### INSTRUCTIONS FOR THE TASK
Can you format every line of the material below as a JSON list of strings, one string per line, skipping blank lines and leaving out the pictures?

### DATA TO USE

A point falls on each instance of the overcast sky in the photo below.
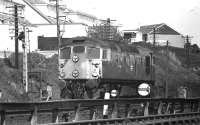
(181, 15)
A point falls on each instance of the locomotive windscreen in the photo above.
(79, 49)
(65, 53)
(93, 53)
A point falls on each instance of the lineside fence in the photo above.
(97, 112)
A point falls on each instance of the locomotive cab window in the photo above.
(65, 53)
(93, 53)
(78, 49)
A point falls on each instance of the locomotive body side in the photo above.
(89, 62)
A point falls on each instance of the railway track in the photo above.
(118, 111)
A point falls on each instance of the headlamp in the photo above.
(144, 89)
(75, 73)
(114, 93)
(75, 58)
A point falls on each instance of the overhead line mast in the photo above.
(58, 25)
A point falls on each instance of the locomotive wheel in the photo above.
(81, 90)
(73, 90)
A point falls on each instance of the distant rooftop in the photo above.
(161, 28)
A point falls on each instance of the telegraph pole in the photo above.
(58, 25)
(167, 74)
(154, 36)
(187, 47)
(16, 36)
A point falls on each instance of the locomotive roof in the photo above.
(119, 46)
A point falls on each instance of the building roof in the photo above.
(6, 18)
(159, 29)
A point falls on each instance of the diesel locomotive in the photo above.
(90, 68)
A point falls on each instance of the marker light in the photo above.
(75, 73)
(75, 58)
(144, 89)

### RESPONSE TO THE TASK
[
  "A point falls on each instance of the overcast sky in the photo below.",
  "(181, 15)",
  "A point falls on each instance of the locomotive windscreen in the photo above.",
  "(79, 49)",
  "(65, 53)",
  "(93, 53)",
  "A point falls on each instance of the lineside fence in the photo above.",
  "(97, 112)",
  "A point falls on each instance of the locomotive cab window in the photo above.",
  "(65, 53)",
  "(93, 53)",
  "(78, 49)",
  "A point falls on each instance of the locomotive body side in the photo above.",
  "(89, 62)",
  "A point falls on each instance of the railway track in the photo above.",
  "(118, 111)",
  "A point falls on each instance of the headlamp in the photo above.",
  "(144, 89)",
  "(75, 73)",
  "(114, 93)",
  "(75, 58)",
  "A point falls on each instance of the overhead line mast in the photo above.",
  "(58, 25)",
  "A point falls on each instance of the locomotive wheel in the photo above.",
  "(81, 90)",
  "(73, 90)",
  "A point falls on each instance of the distant rooftop in the photo above.",
  "(161, 28)",
  "A point falls on each instance of the telegraph pole in the photo above.",
  "(58, 25)",
  "(167, 74)",
  "(154, 36)",
  "(187, 47)",
  "(16, 36)",
  "A point falls on each instance of the locomotive roof in the photo above.",
  "(119, 46)",
  "A point falls on each instance of the building roof in the photo above.",
  "(6, 18)",
  "(159, 29)",
  "A point falls on each instance of the diesel locomotive in the photo above.",
  "(90, 68)",
  "A point falls on each instance of the marker light in the photo above.",
  "(75, 73)",
  "(75, 58)",
  "(144, 89)"
]